--- Document segment ---
The knowledge of how large that hurdle is reduces the incentive to participate.
It's a shame that a country which wants to think of itself as the world's foremost democracy is so undemocratic in its electoral structure.
What if small parties' votes are inconvenient to every budding dictator? Why should a large party have even more representation and power than its fair share of votes? Isn't that deeply undemocratic, in principle?
You mean, people with different opinions than yours (and mine) can be represented in government? Isn't that great?
On the other hand, we do also have the British National Party - which probably does correspond to your ideas of what a "nationalist" party is like.
The point of having elections in America isn't because democracy is awesome. It's because elections serve as a check on government power.
Much to its own detriment, since Americans have never managed to agree on a coherent definition of "freedom" that results in a workable society.
There's something to be said for being inclusive, but there's also something to be said for not giving a platform and a voice to every nutjob out there, either.
--- Rows ---
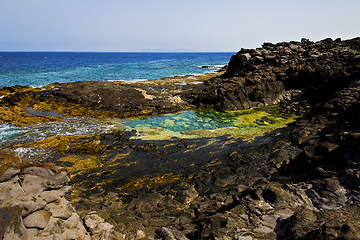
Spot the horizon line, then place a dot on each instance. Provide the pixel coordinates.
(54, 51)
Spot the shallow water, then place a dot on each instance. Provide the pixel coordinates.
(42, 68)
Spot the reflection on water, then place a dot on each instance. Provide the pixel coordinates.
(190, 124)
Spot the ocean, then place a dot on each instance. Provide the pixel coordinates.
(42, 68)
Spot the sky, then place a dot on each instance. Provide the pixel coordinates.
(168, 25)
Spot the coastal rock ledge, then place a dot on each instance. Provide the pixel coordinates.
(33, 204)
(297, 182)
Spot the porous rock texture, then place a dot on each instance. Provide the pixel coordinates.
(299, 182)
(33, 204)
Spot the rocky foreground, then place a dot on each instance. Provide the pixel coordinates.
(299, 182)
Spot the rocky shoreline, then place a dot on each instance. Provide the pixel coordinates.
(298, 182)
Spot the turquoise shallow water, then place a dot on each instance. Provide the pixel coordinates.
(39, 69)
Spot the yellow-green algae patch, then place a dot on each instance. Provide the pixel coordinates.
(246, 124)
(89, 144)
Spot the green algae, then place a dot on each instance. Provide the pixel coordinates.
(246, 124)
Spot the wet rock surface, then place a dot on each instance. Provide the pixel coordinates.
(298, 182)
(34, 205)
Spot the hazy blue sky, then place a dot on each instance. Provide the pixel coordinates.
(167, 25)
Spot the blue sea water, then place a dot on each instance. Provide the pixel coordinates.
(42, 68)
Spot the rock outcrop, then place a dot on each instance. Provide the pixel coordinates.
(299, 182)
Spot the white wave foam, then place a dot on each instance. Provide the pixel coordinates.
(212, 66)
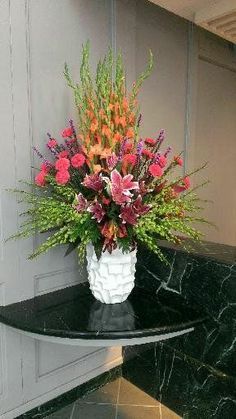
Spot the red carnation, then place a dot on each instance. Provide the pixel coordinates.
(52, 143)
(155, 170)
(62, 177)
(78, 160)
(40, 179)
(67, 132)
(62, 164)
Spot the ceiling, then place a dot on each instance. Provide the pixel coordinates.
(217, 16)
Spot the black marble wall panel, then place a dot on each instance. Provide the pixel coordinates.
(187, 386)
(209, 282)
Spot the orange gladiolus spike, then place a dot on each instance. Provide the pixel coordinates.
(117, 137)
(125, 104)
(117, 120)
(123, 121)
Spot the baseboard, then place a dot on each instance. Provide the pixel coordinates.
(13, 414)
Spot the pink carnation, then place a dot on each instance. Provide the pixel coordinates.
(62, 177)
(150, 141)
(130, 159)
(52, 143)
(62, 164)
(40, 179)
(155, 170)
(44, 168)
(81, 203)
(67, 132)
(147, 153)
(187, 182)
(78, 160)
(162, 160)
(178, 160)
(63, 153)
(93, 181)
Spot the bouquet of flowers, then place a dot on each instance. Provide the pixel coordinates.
---
--- Rows ---
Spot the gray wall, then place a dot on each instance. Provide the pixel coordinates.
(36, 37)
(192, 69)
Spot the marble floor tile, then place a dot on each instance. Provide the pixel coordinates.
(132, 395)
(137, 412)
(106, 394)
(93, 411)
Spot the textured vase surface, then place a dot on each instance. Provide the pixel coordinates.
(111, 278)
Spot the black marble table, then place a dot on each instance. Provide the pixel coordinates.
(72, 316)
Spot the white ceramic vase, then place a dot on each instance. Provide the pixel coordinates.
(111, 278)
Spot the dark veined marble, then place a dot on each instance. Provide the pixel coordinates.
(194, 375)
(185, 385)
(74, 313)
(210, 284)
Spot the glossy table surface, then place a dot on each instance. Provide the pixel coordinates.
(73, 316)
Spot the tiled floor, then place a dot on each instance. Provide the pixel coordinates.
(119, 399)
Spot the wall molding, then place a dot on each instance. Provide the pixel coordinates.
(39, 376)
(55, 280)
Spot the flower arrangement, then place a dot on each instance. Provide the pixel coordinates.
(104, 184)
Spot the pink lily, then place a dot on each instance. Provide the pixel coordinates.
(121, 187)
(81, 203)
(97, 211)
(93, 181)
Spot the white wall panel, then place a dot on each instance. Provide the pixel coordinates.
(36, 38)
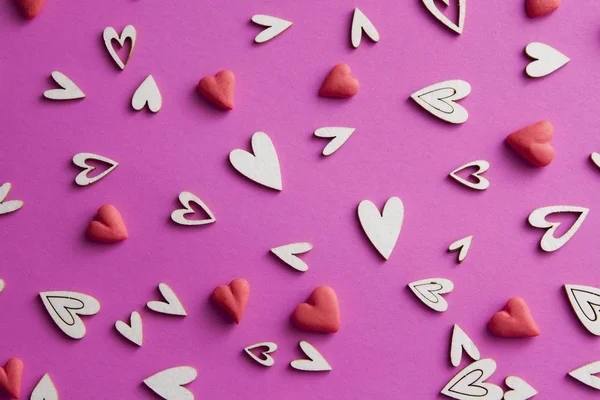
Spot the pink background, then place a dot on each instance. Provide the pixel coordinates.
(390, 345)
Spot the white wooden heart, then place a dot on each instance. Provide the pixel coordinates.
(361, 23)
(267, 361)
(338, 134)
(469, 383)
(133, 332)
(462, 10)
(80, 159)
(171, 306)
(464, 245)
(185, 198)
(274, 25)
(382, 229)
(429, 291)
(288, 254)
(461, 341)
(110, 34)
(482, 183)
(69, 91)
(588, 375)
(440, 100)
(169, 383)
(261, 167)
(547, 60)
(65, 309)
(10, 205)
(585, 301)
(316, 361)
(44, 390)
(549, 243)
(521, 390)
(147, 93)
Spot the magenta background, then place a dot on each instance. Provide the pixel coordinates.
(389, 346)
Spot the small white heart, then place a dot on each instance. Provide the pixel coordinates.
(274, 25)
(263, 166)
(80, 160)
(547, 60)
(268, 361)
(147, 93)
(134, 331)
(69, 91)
---
What is required: Reproduce the passage above on electoral systems and democracy word for word, from start to finish.

Answer for the task:
The knowledge of how large that hurdle is reduces the incentive to participate.
It's a shame that a country which wants to think of itself as the world's foremost democracy is so undemocratic in its electoral structure.
What if small parties' votes are inconvenient to every budding dictator? Why should a large party have even more representation and power than its fair share of votes? Isn't that deeply undemocratic, in principle?
You mean, people with different opinions than yours (and mine) can be represented in government? Isn't that great?
On the other hand, we do also have the British National Party - which probably does correspond to your ideas of what a "nationalist" party is like.
The point of having elections in America isn't because democracy is awesome. It's because elections serve as a check on government power.
Much to its own detriment, since Americans have never managed to agree on a coherent definition of "freedom" that results in a workable society.
There's something to be said for being inclusive, but there's also something to be said for not giving a platform and a voice to every nutjob out there, either.